Raising sheep is becoming a popular pastime for American Homesteaders and Ranchers. One of the reasons for this is the rise of Hair Sheep breeds. Many are abandoning the traditional woolly breeds in favor of hair sheep. Here are some reasons why you might want to consider Hair Sheep.
Hair sheep do not grow wool, which eliminates the need for shearing. They also have fewer parasite problems. As a general rule, they don’t require “tail docking” (cutting off the tail) and have much less birthing problems than wool sheep.
Some Favorite Hair Sheep Breeds:
Resemble an antelope or small deer
Can be flighty
|Has a fine hair that can be “spun”.
Popular with craft hand spinners
|Do well in hot dry climates.
Highly muscled. Top performer
|Considered a hair sheep but
Produce a heavy fleece
Usually, have to be sheared
Very resistant to parasites
It’s All About The Hair
As I said, Hair Sheep don’t grow a wooly coat. They grow a thick coat of hair in the winter to protect them from the cold, but it never has to be sheared. They shed their winter hair in the late spring and summer just like many other animals do. That makes them very attractive for those that would like to raise sheep, but do not want to have to go to the trouble, expense and labor-intensive process of shearing them.

- COLLECTED MATERIAL:
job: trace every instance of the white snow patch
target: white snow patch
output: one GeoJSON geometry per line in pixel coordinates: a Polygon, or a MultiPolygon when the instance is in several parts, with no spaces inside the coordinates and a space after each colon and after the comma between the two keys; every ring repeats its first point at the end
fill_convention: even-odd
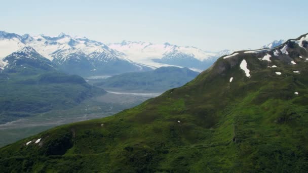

- WHAT TO PRODUCE: Repeat the hair sheep text word for word, from "Raising sheep is" up to and including "than wool sheep.".

- RESPONSE TO THE EXERCISE:
Raising sheep is becoming a popular pastime for American Homesteaders and Ranchers. One of the reasons for this is the rise of Hair Sheep breeds. Many are abandoning the traditional woolly breeds in favor of hair sheep. Here are some reasons why you might want to consider Hair Sheep.
Hair sheep do not grow wool, which eliminates the need for shearing. They also have fewer parasite problems. As a general rule, they don’t require “tail docking” (cutting off the tail) and have much less birthing problems than wool sheep.